Reproduce every line of the following items without any changes.

* Begin *

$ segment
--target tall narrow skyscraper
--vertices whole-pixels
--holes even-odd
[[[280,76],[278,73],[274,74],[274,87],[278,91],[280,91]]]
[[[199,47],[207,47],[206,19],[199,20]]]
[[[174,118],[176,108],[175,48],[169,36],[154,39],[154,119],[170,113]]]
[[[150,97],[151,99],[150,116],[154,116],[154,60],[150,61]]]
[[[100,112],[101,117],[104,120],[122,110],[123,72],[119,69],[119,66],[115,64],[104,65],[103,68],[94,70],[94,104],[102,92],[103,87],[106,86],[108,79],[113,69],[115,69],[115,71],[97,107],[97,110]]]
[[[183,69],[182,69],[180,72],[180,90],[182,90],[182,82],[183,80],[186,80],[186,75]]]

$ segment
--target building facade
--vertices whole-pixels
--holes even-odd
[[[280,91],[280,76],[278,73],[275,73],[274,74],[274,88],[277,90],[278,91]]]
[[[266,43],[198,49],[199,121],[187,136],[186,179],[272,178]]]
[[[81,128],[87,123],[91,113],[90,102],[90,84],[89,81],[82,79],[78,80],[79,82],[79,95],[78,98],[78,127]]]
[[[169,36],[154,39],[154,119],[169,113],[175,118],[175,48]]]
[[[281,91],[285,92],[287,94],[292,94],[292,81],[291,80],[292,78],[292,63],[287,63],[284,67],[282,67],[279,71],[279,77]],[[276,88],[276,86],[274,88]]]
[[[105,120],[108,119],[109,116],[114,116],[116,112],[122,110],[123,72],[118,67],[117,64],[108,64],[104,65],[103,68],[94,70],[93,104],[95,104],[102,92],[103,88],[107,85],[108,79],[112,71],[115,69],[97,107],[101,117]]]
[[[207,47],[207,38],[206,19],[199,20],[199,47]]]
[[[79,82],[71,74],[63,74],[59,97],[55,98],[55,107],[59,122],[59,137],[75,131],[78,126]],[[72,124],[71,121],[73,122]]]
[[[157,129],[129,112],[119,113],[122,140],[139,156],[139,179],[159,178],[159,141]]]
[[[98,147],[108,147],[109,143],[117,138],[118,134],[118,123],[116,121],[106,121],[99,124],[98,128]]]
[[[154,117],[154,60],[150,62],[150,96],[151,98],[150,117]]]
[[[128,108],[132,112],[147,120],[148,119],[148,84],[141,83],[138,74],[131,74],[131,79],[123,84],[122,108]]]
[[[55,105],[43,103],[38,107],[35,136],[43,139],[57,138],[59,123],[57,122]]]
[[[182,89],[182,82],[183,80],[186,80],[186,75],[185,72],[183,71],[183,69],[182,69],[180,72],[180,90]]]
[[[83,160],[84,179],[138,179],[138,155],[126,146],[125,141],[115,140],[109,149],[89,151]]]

* End *

Complete output —
$ segment
--target tall narrow skyscraper
--vertices whole-pixels
--holes even-odd
[[[280,76],[278,73],[274,74],[274,87],[278,91],[280,91]]]
[[[199,47],[207,47],[206,19],[199,20]]]
[[[174,118],[176,108],[175,48],[169,36],[154,39],[154,119],[170,113]]]
[[[150,97],[151,99],[150,116],[154,116],[154,60],[150,61]]]
[[[100,112],[101,117],[104,120],[122,110],[123,72],[119,69],[119,66],[115,64],[104,65],[103,68],[94,70],[94,104],[102,92],[103,87],[106,86],[108,79],[113,69],[115,69],[115,71],[97,107],[97,110]]]
[[[183,69],[182,69],[180,72],[180,90],[182,90],[182,82],[183,80],[186,80],[186,75]]]

$ segment
--target building facade
--vertices whole-pixels
--holes even-odd
[[[280,91],[280,76],[278,73],[275,73],[274,74],[274,88],[277,90],[278,91]]]
[[[266,43],[198,49],[199,121],[187,136],[186,179],[272,178]]]
[[[81,128],[87,123],[91,113],[90,102],[90,84],[89,81],[82,79],[78,80],[79,82],[79,95],[78,98],[78,127]]]
[[[169,36],[154,39],[154,119],[169,113],[175,118],[175,48]]]
[[[281,91],[285,92],[287,94],[292,94],[292,81],[291,80],[292,78],[292,63],[287,63],[284,67],[282,67],[279,71],[279,77]],[[276,88],[276,86],[274,88]]]
[[[105,120],[108,119],[109,116],[114,116],[116,112],[122,110],[123,72],[118,67],[117,64],[108,64],[104,65],[103,68],[94,70],[93,104],[95,104],[102,92],[103,88],[107,85],[108,79],[112,71],[115,69],[97,107],[101,117]]]
[[[207,47],[207,38],[206,19],[199,20],[199,47]]]
[[[79,82],[71,74],[63,74],[59,97],[55,98],[55,107],[59,122],[59,137],[75,131],[78,126]],[[72,124],[71,121],[73,122]]]
[[[157,129],[129,112],[119,113],[122,140],[139,156],[139,179],[159,178],[159,141]]]
[[[98,147],[108,147],[109,143],[117,138],[118,134],[118,123],[116,121],[106,121],[99,124],[98,128]]]
[[[154,117],[154,60],[150,62],[150,96],[151,98],[150,117]]]
[[[128,108],[132,112],[147,120],[148,119],[148,84],[141,83],[138,74],[131,74],[131,79],[123,84],[122,108]]]
[[[55,105],[43,103],[38,107],[35,136],[43,139],[57,138],[59,123],[57,122]]]
[[[182,89],[182,82],[183,80],[186,80],[186,75],[185,72],[183,71],[183,69],[182,69],[180,72],[180,90]]]
[[[83,160],[84,179],[138,179],[138,155],[126,146],[125,141],[115,140],[109,149],[89,151]]]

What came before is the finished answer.